> [Task description] Please pull out every line below that contains the word "concrete" and copy each one.

[Point annotations for photos]
------------------------------------------------------------

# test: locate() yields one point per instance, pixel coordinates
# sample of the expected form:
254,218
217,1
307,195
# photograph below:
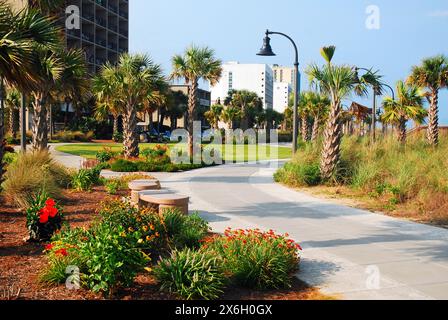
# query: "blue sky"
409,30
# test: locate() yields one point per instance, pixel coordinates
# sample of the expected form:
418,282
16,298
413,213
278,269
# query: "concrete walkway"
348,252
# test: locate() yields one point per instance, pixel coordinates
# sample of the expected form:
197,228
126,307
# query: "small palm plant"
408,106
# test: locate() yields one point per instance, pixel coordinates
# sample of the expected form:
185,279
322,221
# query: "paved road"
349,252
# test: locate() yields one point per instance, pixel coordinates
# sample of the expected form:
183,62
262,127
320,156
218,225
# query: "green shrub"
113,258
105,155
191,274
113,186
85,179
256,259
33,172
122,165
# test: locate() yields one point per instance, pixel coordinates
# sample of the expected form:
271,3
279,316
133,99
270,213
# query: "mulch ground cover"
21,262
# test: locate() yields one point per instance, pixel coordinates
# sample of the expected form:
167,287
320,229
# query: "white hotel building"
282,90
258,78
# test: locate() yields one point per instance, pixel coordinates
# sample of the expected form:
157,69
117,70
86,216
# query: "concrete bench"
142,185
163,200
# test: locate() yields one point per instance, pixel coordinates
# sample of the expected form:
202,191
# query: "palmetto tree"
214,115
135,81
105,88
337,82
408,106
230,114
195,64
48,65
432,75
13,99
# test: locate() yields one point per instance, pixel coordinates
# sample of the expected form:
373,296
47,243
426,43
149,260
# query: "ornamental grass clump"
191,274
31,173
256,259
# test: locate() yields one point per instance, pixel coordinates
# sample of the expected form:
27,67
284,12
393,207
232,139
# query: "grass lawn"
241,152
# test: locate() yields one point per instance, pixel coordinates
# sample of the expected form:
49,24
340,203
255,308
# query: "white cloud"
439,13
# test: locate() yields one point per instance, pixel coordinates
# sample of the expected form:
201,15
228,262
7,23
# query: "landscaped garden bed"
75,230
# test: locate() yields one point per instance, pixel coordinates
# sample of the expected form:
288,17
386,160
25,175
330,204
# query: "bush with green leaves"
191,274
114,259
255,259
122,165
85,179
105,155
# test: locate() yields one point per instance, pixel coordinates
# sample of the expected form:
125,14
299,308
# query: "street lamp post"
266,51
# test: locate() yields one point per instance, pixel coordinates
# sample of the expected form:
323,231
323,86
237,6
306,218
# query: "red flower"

------------------------------------------------------------

> [Task answer]
# query: "concrete walkway"
# query: "concrete bench"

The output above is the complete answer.